ARTICLE:
** begin **
BILOXI — Asked if Tuesday’s performance against Texas Tech proved he could start for Mississippi State going forward, Parker Stinnett smiled.
“I hope so,” he said.
The right-hander seemed determined to show it in his first start of the season against the Red Raiders on Tuesday at MGM Park in Biloxi.
Stinnett struck out a career-high 12 Red Raiders over five innings without allowing an earned run, and a nine-run fourth inning led No. 23 Mississippi State (7-6) over No. 17 Texas Tech (10-3) by an 11-5 score.
“I guess I just was ready to start a game,” Stinnett said. “I don’t really know.”
He helped the Bulldogs notch a key win after losing three of their past four games, including two out of three in last weekend’s series at Tulane. Mississippi State blew an eight-run lead in Saturday’s game and fell to 6-6 on the season with a 5-4 loss Sunday.
But the nearly 5,800 fans who watched the Bulldogs rout the Red Raiders in the first of a two-game series on the Gulf Coast would be hard pressed to pick up on MSU’s struggles.
“I think when you wear our uniform, you feel like you’re supposed to win every game, and we’ve had a tough little stretch,” Mississippi State coach Chris Lemonis said. “We’re trying to find ourselves as a team. Those kids, they wanted to come out and play well tonight.”
** end **
[Object position labeling lines]
** begin **
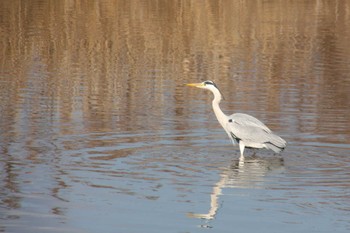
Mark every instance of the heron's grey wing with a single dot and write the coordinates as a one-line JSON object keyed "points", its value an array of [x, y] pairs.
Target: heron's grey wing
{"points": [[247, 120], [251, 135], [255, 136]]}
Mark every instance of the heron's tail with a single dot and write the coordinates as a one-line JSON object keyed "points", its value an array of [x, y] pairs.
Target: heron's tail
{"points": [[276, 143]]}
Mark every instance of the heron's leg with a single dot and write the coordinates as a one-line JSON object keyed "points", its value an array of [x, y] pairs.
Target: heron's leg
{"points": [[241, 148]]}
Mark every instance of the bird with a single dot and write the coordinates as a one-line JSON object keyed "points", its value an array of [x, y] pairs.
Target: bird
{"points": [[243, 129]]}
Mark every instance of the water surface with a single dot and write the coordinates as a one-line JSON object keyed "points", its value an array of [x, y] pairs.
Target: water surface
{"points": [[99, 134]]}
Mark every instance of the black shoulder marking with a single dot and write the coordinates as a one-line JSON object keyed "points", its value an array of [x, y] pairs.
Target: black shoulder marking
{"points": [[235, 137]]}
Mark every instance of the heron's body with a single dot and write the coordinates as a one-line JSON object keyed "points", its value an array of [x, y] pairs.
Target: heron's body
{"points": [[243, 129]]}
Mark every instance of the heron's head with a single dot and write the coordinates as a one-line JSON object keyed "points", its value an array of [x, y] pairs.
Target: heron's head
{"points": [[210, 85], [205, 85]]}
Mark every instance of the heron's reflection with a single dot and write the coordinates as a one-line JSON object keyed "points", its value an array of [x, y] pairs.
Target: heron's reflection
{"points": [[242, 173]]}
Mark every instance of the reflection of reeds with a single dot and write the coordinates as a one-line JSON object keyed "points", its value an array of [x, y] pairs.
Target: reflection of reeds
{"points": [[100, 57], [110, 61]]}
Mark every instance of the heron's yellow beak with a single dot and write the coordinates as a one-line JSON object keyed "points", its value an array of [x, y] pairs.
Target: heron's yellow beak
{"points": [[195, 84]]}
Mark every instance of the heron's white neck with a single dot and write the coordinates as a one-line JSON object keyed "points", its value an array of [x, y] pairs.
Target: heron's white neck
{"points": [[222, 118]]}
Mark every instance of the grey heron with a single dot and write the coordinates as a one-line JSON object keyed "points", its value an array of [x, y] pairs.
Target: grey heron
{"points": [[243, 129]]}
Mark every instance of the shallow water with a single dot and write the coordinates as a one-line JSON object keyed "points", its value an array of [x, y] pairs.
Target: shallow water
{"points": [[99, 134]]}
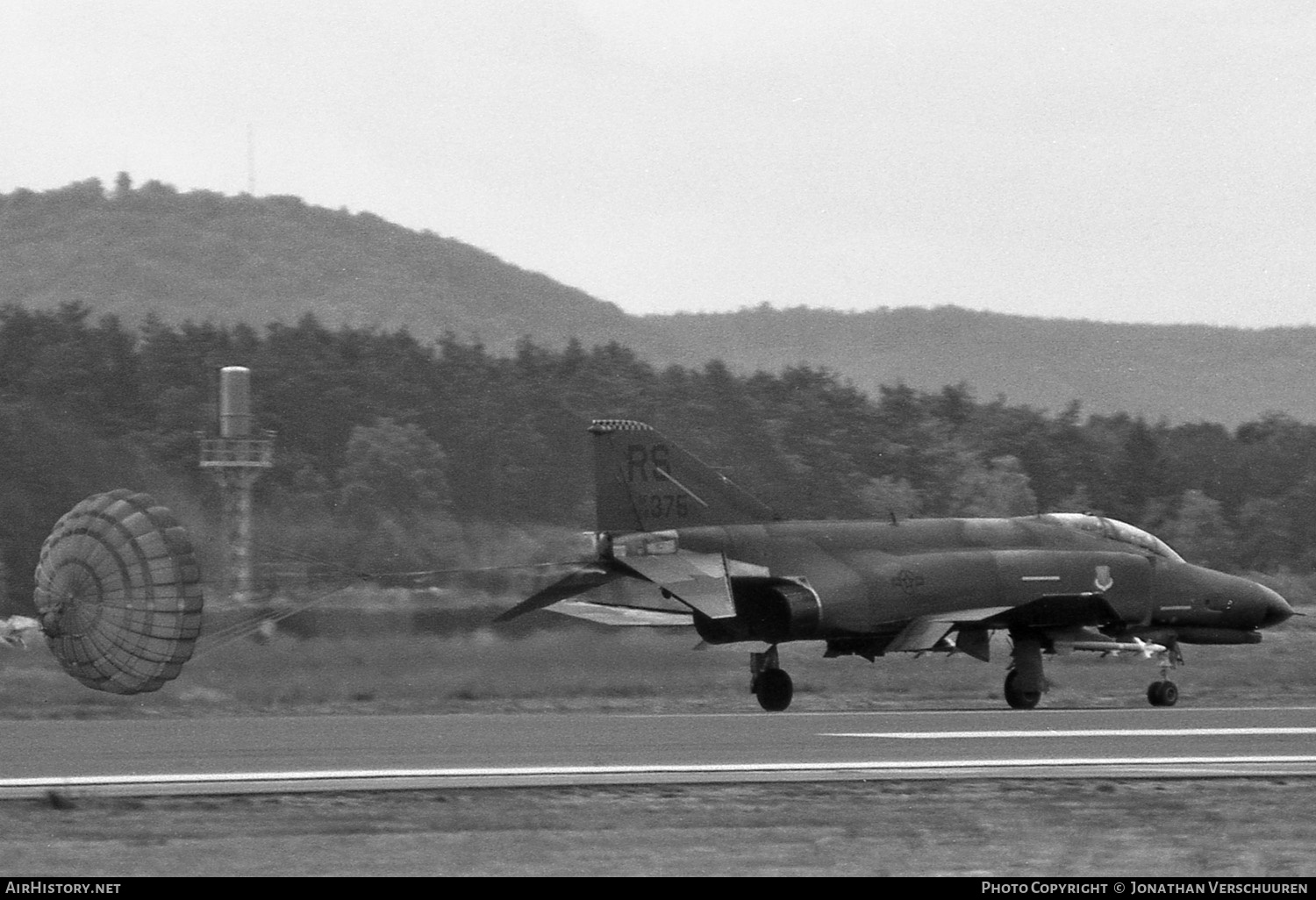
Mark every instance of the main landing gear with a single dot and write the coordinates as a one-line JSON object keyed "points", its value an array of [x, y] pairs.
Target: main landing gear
{"points": [[1024, 682], [769, 682]]}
** end **
Reproduce the passage of the baseball article above from "Stinnett struck out" to "5-4 loss Sunday.".

RESPONSE TO THE TASK:
Stinnett struck out a career-high 12 Red Raiders over five innings without allowing an earned run, and a nine-run fourth inning led No. 23 Mississippi State (7-6) over No. 17 Texas Tech (10-3) by an 11-5 score.
“I guess I just was ready to start a game,” Stinnett said. “I don’t really know.”
He helped the Bulldogs notch a key win after losing three of their past four games, including two out of three in last weekend’s series at Tulane. Mississippi State blew an eight-run lead in Saturday’s game and fell to 6-6 on the season with a 5-4 loss Sunday.